From the post about the failed desktop computer, extract word for word the stretch from "Have you seen" through "was good news.".

» DOCUMENT SECTION:
****************************************
Have you seen your motherboard, baby?

Mine was definitely standin' in the shadow as of early this morning. That burning smell I detected as my desktop computer died last night was eMachines el-cheapo computer goodness going up in smoke.

But hey, it was nearly five years old, and that computer and I had seen many good times and bad together. Plus, the fact that the hard drive was intact was good news.

Thanks to all our alert readers who suggested hardware geeks who could get things done for me. Some even generously offered to pitch in themselves -- special thanks to them. As it turned out, I called these guys, took the computer over there, and in less than 20 minutes was on my way with my hard drive encased in a new USB box that turns it into a portable drive.

As computer crashes go, that ain't bad. If only my car drive back to the office in rush hour traffic had gone so smoothly.
****************************************
[Records from a collection]
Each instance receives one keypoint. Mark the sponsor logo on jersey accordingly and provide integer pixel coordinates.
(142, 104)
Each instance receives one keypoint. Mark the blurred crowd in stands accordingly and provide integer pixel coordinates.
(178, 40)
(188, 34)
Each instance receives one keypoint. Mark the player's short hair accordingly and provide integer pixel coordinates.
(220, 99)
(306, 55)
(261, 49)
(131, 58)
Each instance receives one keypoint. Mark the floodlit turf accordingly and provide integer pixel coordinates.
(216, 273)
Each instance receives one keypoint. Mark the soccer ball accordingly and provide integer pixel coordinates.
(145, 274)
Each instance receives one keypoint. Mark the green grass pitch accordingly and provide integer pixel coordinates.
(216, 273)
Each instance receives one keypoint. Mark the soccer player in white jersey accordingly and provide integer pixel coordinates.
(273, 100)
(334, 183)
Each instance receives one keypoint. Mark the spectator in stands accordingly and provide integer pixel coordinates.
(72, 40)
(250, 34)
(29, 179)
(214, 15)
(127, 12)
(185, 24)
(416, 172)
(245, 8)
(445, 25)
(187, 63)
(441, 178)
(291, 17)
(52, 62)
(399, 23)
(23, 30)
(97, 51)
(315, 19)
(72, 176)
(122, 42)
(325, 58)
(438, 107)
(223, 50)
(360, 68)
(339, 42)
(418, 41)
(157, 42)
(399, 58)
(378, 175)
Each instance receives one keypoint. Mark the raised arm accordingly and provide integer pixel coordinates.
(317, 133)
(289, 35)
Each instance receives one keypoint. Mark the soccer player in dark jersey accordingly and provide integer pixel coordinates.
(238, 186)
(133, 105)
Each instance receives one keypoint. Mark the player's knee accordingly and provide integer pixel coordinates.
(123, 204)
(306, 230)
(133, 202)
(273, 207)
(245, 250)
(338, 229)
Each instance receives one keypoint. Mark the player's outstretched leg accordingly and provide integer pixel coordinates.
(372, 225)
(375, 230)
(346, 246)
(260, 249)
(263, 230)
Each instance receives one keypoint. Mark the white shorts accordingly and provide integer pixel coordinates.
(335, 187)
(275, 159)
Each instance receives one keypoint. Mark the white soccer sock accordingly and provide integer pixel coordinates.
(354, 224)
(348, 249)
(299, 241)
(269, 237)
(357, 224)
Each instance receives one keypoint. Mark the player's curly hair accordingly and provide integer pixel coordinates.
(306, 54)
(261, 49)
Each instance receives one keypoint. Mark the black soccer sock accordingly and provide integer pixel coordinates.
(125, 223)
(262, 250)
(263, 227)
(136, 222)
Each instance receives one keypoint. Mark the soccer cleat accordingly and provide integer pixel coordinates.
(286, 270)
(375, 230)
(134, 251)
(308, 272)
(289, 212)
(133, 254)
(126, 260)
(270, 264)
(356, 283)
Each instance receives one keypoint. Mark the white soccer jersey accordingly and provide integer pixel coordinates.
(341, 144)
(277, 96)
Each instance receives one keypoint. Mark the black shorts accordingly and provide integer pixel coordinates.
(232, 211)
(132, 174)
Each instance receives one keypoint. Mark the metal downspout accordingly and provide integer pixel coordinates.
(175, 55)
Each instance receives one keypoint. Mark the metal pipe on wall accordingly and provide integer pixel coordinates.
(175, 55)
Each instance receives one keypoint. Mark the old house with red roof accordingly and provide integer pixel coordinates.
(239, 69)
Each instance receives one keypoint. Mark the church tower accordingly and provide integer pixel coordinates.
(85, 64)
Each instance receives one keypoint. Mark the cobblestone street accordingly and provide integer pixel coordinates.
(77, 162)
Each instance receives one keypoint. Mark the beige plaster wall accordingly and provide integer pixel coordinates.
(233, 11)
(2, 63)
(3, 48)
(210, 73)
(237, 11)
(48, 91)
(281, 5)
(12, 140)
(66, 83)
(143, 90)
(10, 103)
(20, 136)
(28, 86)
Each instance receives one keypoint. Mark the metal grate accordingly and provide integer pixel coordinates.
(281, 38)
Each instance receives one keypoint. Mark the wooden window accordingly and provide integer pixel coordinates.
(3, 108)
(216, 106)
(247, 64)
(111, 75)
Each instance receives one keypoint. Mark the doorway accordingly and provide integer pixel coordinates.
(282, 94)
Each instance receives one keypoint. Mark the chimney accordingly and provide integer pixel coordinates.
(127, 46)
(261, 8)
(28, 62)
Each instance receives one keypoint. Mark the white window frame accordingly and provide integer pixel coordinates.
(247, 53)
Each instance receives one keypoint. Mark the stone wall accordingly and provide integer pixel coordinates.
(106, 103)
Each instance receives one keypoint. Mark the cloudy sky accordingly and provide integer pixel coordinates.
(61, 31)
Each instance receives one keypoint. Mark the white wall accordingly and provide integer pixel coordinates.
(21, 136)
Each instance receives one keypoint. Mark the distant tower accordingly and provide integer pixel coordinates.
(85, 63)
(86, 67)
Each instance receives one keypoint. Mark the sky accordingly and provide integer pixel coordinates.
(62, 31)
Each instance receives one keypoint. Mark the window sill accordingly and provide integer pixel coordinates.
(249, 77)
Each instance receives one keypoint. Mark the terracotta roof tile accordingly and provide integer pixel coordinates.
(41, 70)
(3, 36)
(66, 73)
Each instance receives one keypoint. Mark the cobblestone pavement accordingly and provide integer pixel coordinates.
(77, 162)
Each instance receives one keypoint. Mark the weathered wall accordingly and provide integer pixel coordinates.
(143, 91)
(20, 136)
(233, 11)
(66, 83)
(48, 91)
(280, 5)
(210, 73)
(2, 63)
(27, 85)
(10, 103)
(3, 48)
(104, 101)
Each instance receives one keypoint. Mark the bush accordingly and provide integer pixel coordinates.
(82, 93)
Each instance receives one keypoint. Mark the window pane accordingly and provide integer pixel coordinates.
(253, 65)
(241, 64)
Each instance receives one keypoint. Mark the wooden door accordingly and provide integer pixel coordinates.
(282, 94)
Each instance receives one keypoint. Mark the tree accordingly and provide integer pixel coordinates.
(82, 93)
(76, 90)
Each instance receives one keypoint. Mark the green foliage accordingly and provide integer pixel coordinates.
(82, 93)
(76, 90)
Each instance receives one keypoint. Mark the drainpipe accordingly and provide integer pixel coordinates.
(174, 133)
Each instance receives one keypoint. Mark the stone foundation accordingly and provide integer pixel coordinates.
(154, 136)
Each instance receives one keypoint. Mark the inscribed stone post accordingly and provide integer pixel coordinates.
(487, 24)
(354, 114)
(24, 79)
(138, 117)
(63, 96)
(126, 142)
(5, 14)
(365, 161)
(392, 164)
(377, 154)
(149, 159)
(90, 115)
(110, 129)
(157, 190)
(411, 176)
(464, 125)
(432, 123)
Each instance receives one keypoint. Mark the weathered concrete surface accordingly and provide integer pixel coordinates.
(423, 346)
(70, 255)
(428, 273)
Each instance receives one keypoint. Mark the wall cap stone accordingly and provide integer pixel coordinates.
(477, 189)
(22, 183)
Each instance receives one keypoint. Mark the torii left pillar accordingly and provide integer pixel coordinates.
****************************************
» REPLY:
Have you seen your motherboard, baby?

Mine was definitely standin' in the shadow as of early this morning. That burning smell I detected as my desktop computer died last night was eMachines el-cheapo computer goodness going up in smoke.

But hey, it was nearly five years old, and that computer and I had seen many good times and bad together. Plus, the fact that the hard drive was intact was good news.